#### Extracted material
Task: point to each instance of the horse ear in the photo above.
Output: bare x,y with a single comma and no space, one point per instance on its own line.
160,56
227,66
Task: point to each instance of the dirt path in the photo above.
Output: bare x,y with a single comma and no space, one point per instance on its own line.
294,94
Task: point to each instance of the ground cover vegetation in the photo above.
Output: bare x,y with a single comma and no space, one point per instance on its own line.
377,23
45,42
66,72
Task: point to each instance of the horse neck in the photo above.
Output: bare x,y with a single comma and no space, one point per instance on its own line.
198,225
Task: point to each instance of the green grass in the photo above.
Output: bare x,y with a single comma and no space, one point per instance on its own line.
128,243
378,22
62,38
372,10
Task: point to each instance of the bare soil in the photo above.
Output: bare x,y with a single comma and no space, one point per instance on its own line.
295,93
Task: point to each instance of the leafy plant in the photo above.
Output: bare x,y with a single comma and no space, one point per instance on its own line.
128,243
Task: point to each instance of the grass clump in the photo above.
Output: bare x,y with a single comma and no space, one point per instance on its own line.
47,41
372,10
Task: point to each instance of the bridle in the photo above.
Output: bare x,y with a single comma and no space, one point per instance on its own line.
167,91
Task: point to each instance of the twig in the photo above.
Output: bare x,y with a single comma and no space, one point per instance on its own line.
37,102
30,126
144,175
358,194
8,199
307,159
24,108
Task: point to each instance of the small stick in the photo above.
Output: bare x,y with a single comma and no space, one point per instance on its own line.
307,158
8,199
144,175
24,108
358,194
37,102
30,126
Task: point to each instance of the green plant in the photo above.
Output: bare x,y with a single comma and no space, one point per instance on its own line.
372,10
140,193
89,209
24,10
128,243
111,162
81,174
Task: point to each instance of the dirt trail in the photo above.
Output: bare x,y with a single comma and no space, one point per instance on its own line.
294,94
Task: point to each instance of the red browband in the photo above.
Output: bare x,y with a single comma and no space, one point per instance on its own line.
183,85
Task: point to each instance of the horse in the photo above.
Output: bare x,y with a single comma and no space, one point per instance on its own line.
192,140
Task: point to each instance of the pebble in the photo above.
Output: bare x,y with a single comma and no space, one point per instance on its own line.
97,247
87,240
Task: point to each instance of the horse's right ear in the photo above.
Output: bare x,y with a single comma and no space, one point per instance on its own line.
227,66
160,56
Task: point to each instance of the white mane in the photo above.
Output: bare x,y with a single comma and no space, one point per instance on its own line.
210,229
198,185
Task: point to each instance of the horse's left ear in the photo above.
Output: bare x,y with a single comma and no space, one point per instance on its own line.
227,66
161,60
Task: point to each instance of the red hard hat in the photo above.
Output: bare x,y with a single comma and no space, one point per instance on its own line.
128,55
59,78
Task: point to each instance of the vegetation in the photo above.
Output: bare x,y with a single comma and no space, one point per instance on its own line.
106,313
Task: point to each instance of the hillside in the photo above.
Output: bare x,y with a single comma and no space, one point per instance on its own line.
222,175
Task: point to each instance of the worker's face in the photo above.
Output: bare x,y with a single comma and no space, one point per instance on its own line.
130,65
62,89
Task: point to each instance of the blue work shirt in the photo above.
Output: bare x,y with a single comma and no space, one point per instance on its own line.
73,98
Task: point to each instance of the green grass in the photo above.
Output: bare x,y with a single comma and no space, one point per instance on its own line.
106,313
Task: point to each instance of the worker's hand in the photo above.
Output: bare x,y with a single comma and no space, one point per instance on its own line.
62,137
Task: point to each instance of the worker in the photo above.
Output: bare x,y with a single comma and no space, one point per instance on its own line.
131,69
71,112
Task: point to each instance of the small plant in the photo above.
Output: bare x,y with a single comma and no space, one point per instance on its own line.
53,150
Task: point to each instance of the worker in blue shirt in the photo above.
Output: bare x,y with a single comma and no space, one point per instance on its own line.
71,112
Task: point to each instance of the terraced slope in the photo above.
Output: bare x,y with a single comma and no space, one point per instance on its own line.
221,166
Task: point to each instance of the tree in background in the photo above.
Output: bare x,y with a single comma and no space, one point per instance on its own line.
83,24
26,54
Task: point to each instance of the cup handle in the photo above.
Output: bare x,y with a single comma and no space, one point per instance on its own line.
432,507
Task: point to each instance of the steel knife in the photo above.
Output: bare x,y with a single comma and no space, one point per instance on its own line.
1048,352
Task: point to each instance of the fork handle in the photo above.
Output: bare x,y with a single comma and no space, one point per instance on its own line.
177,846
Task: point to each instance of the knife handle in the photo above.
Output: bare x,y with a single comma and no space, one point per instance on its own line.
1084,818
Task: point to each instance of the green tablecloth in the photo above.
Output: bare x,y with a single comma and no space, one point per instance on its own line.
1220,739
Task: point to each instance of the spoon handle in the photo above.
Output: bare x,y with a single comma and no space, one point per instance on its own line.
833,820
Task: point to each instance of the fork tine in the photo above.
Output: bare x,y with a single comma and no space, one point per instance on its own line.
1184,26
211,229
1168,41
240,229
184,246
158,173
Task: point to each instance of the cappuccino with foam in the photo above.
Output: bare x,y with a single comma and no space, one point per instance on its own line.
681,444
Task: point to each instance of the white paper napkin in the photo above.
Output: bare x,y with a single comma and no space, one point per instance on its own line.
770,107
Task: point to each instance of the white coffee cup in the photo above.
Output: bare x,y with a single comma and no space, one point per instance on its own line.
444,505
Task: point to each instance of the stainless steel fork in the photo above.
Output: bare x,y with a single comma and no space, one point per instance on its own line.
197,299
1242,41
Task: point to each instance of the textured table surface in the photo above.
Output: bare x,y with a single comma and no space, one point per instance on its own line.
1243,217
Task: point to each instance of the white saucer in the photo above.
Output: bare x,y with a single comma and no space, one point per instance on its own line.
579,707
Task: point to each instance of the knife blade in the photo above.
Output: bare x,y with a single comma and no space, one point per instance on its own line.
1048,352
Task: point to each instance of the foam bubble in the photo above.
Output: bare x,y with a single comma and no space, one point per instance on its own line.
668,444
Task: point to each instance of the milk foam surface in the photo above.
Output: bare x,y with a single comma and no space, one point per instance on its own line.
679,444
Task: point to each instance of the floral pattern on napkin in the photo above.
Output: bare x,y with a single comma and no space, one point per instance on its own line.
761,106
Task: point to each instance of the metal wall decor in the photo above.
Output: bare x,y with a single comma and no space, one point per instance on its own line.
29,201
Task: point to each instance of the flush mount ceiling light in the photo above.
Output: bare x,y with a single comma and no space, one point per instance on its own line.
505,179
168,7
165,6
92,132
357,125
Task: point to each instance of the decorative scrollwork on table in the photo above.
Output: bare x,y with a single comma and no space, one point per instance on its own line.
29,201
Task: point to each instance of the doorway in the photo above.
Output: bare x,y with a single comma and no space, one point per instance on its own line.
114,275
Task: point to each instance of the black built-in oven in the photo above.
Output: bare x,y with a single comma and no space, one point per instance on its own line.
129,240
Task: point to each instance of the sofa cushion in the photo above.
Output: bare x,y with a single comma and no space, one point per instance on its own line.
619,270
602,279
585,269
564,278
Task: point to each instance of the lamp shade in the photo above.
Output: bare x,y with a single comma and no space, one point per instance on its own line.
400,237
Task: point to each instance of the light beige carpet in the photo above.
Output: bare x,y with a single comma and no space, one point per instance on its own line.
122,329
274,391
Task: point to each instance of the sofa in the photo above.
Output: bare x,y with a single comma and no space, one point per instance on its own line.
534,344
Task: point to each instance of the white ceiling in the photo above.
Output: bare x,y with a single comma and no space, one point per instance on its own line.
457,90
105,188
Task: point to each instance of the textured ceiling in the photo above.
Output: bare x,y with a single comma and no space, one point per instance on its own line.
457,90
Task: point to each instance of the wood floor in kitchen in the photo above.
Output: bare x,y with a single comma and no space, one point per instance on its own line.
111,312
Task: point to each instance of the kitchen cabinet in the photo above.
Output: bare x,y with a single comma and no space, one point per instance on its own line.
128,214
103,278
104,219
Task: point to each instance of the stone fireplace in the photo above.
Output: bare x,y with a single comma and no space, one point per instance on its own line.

#### Goal of the exercise
Starting at the first line of the records above, please copy each line exactly until you reach the line containing "Task: point to each instance of the bridle". Include that line and stop there.

#### Answer for this exercise
Task: point to each instance of the horse ear in the photo above.
Output: bare x,y with a single comma and no space, one point per instance on its own line.
160,56
227,66
Task: point to each instance of the dirt path in the photo above.
Output: bare x,y with a single comma and no space, one point per instance on its own line.
294,94
Task: point to each instance of the ground cover vegetation in the photo above.
Output: bare x,y with a single comma and no space, one point per instance on its own line.
377,23
45,42
66,72
Task: point to each instance of the horse neck in the photo above.
Output: bare x,y with a single comma and no space, one point per instance on its own line.
198,225
Task: point to each instance of the green grass in the photo above.
Output: bare x,y with a single comma and no space, one point per instance on its own line.
128,243
378,22
62,38
372,10
Task: point to each instance of the bare soil in the photo above.
Output: bare x,y with a single comma and no space, one point per instance on its own line.
295,93
Task: point to each instance of the leafy plant in the photo above.
Output: bare x,y with a single comma and no space, one point per instance on its own line.
128,243
Task: point to each instance of the grass clump in the photo above.
Output: bare x,y with a single comma and no space, one point per instance on its own line.
47,41
372,10
Task: point to each instance of the bridle in the photo above.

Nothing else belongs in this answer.